Goal: Copy exactly, and only, the lines from the line containing "menu board? Mark that spot." through the last line of the records below, both included.

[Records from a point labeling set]
--

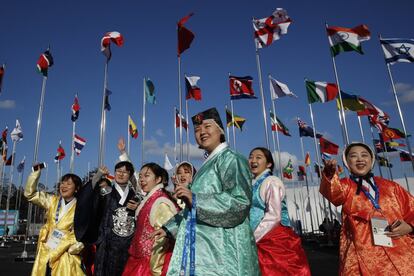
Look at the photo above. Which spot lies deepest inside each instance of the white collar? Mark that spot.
(216, 151)
(122, 193)
(147, 196)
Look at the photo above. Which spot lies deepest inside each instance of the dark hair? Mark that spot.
(158, 171)
(75, 179)
(268, 156)
(128, 166)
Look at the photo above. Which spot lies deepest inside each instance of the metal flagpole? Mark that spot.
(361, 130)
(306, 182)
(103, 119)
(345, 128)
(259, 71)
(180, 111)
(401, 115)
(277, 141)
(144, 100)
(319, 160)
(232, 120)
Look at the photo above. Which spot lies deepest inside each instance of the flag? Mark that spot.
(328, 147)
(184, 123)
(287, 171)
(277, 125)
(398, 50)
(78, 144)
(45, 61)
(279, 89)
(107, 94)
(184, 35)
(17, 133)
(106, 40)
(241, 88)
(2, 68)
(238, 121)
(321, 91)
(307, 159)
(149, 91)
(132, 127)
(167, 164)
(405, 156)
(345, 39)
(75, 109)
(269, 29)
(60, 153)
(20, 167)
(305, 130)
(193, 91)
(350, 102)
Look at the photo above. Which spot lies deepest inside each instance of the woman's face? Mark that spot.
(359, 161)
(258, 162)
(67, 189)
(184, 175)
(148, 180)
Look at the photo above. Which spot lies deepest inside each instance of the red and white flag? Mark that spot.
(193, 91)
(269, 29)
(106, 40)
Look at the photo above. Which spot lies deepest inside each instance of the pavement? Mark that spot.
(323, 259)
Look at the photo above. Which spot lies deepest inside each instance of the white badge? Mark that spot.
(379, 228)
(54, 239)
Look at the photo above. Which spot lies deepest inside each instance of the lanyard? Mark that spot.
(189, 241)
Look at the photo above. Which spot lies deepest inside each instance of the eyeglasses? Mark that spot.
(121, 172)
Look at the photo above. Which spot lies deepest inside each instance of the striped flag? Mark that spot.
(78, 143)
(319, 91)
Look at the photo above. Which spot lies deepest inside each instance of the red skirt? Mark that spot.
(280, 253)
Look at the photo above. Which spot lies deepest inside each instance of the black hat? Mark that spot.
(211, 114)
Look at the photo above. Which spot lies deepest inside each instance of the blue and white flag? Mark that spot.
(78, 144)
(398, 50)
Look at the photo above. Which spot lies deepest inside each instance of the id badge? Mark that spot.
(379, 226)
(54, 239)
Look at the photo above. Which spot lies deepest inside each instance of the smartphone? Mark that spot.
(38, 166)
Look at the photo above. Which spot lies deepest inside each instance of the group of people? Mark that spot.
(228, 218)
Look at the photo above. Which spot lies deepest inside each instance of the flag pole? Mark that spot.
(259, 71)
(401, 115)
(306, 182)
(180, 111)
(277, 141)
(232, 120)
(9, 188)
(361, 130)
(103, 119)
(143, 124)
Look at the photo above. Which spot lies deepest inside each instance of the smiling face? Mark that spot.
(359, 160)
(148, 180)
(67, 189)
(258, 162)
(207, 135)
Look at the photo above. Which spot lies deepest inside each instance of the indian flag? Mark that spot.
(345, 39)
(319, 91)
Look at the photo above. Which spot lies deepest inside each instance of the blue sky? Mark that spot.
(223, 43)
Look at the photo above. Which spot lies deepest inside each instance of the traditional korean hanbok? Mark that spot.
(57, 246)
(223, 241)
(279, 248)
(357, 253)
(147, 257)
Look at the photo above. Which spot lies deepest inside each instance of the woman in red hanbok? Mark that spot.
(366, 201)
(146, 256)
(279, 249)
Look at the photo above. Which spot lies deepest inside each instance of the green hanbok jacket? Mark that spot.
(224, 241)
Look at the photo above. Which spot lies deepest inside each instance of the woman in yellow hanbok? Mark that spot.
(57, 249)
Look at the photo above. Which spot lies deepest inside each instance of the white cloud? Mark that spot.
(7, 104)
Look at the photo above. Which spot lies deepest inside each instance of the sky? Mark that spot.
(223, 44)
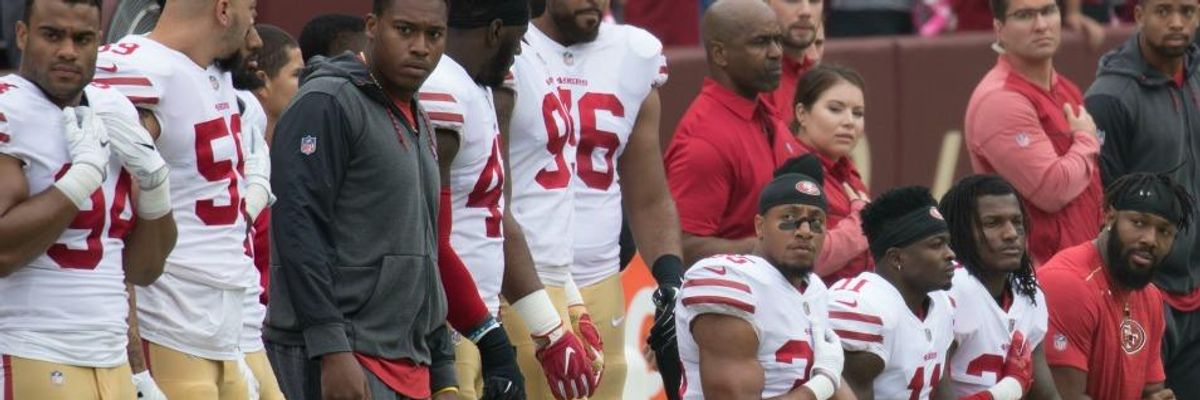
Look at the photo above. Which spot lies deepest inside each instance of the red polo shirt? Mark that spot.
(783, 97)
(1089, 329)
(845, 252)
(719, 160)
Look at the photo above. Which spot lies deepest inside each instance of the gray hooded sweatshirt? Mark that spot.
(354, 230)
(1147, 123)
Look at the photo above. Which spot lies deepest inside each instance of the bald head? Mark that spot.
(744, 46)
(727, 19)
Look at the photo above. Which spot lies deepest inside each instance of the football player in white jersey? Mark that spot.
(607, 77)
(898, 322)
(73, 230)
(757, 326)
(191, 318)
(996, 294)
(481, 45)
(255, 365)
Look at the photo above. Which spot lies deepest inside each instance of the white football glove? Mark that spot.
(88, 147)
(147, 388)
(827, 362)
(249, 375)
(257, 169)
(136, 149)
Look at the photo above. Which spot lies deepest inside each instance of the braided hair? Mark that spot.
(1137, 181)
(960, 207)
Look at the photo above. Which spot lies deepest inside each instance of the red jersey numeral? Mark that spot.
(94, 220)
(852, 285)
(561, 175)
(593, 138)
(217, 171)
(737, 260)
(119, 48)
(487, 191)
(987, 363)
(918, 382)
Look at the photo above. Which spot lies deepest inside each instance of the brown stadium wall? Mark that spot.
(917, 89)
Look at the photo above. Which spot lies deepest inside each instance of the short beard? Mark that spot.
(1120, 268)
(573, 33)
(246, 79)
(1168, 52)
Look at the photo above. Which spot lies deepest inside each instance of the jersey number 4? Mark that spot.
(487, 191)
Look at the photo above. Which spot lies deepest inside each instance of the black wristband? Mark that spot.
(667, 270)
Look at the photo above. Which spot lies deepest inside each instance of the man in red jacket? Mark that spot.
(1107, 321)
(1026, 124)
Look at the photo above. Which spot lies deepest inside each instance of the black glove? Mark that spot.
(498, 388)
(663, 340)
(498, 362)
(669, 273)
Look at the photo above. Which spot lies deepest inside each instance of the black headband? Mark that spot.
(1158, 200)
(909, 228)
(791, 189)
(509, 12)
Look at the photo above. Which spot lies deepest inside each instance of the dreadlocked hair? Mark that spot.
(1137, 181)
(892, 204)
(960, 207)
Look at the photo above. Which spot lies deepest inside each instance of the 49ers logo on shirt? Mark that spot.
(1133, 336)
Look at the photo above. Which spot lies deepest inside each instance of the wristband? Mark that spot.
(447, 389)
(79, 181)
(574, 298)
(154, 203)
(555, 275)
(1006, 389)
(474, 335)
(256, 200)
(822, 388)
(539, 314)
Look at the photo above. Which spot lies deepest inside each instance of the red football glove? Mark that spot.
(1019, 362)
(565, 364)
(587, 329)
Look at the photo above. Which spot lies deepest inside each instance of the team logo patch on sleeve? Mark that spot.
(309, 144)
(1023, 139)
(935, 214)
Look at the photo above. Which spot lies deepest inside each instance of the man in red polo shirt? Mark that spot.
(1105, 320)
(1026, 124)
(730, 142)
(798, 21)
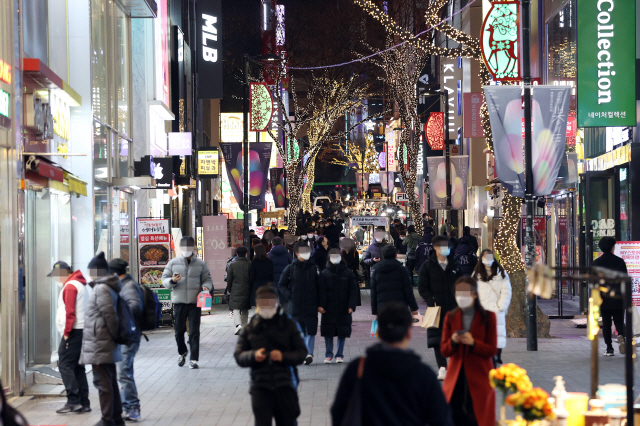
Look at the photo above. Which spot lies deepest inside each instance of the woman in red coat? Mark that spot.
(469, 340)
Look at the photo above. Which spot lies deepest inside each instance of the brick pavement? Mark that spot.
(217, 393)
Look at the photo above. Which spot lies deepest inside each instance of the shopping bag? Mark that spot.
(204, 301)
(431, 317)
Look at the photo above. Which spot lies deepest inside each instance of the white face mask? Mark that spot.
(305, 256)
(267, 312)
(464, 301)
(487, 260)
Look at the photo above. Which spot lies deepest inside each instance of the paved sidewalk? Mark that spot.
(217, 393)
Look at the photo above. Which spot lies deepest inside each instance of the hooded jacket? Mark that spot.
(338, 294)
(299, 286)
(194, 274)
(398, 388)
(72, 304)
(281, 333)
(391, 282)
(281, 258)
(436, 287)
(101, 323)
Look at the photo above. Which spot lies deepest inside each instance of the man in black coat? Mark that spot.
(391, 282)
(299, 287)
(271, 345)
(397, 388)
(611, 309)
(436, 286)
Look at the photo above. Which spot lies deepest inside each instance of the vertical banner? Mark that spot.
(154, 250)
(216, 252)
(259, 157)
(277, 187)
(606, 53)
(504, 104)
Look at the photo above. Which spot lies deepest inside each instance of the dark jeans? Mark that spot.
(105, 380)
(618, 319)
(441, 360)
(73, 375)
(182, 312)
(281, 404)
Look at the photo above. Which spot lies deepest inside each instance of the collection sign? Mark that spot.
(606, 63)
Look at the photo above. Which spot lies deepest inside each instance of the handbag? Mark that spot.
(353, 413)
(432, 317)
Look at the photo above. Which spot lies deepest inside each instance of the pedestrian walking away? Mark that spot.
(99, 347)
(494, 293)
(611, 310)
(395, 387)
(469, 339)
(70, 317)
(239, 289)
(299, 287)
(132, 294)
(186, 277)
(436, 286)
(271, 345)
(338, 298)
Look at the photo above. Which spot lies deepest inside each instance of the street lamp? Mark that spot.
(245, 136)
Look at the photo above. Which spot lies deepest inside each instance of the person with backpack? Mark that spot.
(271, 345)
(392, 385)
(132, 294)
(186, 277)
(72, 305)
(102, 330)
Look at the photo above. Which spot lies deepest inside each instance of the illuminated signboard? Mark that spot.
(208, 162)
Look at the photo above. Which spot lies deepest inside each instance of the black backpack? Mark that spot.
(151, 309)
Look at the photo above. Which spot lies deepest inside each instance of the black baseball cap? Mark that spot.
(60, 265)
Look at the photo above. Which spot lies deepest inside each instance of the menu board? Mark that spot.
(154, 250)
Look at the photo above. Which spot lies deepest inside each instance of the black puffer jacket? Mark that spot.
(436, 287)
(338, 294)
(391, 282)
(260, 273)
(299, 286)
(281, 333)
(101, 323)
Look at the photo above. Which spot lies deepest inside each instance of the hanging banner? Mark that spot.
(277, 187)
(499, 40)
(154, 250)
(606, 63)
(434, 129)
(259, 157)
(260, 107)
(504, 104)
(216, 251)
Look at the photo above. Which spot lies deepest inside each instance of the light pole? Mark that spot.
(245, 138)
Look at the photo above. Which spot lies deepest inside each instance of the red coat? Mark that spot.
(477, 361)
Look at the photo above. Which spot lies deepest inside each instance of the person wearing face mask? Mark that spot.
(186, 276)
(436, 280)
(338, 299)
(271, 345)
(298, 287)
(494, 293)
(469, 339)
(72, 305)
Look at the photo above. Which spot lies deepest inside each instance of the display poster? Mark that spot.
(629, 251)
(216, 251)
(154, 250)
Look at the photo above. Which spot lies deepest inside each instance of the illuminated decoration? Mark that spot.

--

Solution:
Look at the photo above. Which spot lies deepest inside each instance of the menu board? Mark that spot.
(154, 250)
Look at the photo above. Which spot lies deepest inside each instance of the black puffer jacket? Mark that spot.
(436, 287)
(338, 294)
(391, 282)
(260, 273)
(299, 286)
(281, 333)
(101, 323)
Look at the photo above. Which spot lies deepest inside each instance of the hanging banner? Mark that spot.
(277, 187)
(499, 40)
(154, 250)
(606, 63)
(434, 129)
(259, 157)
(260, 107)
(504, 104)
(216, 251)
Look at the photo above. Which spot lies deepest inside each instance of the light pole? Mark that spot.
(245, 138)
Look at the photo above. Which spot lies deepest inside each instance of the red coat? Mark that spot.
(477, 361)
Look at the photo above. Which spot lies deepest inside each instance of the person wearing face mask? Mark that spot.
(186, 276)
(436, 280)
(338, 299)
(271, 345)
(298, 287)
(494, 293)
(469, 339)
(72, 305)
Look at the photo above. Which spot lies deepest inside each instance of the display poster? Mark that spot.
(629, 251)
(216, 251)
(154, 250)
Look at the photo above. Which spot lies deepest inside each instance of the illuminated decoration? Mark that spot.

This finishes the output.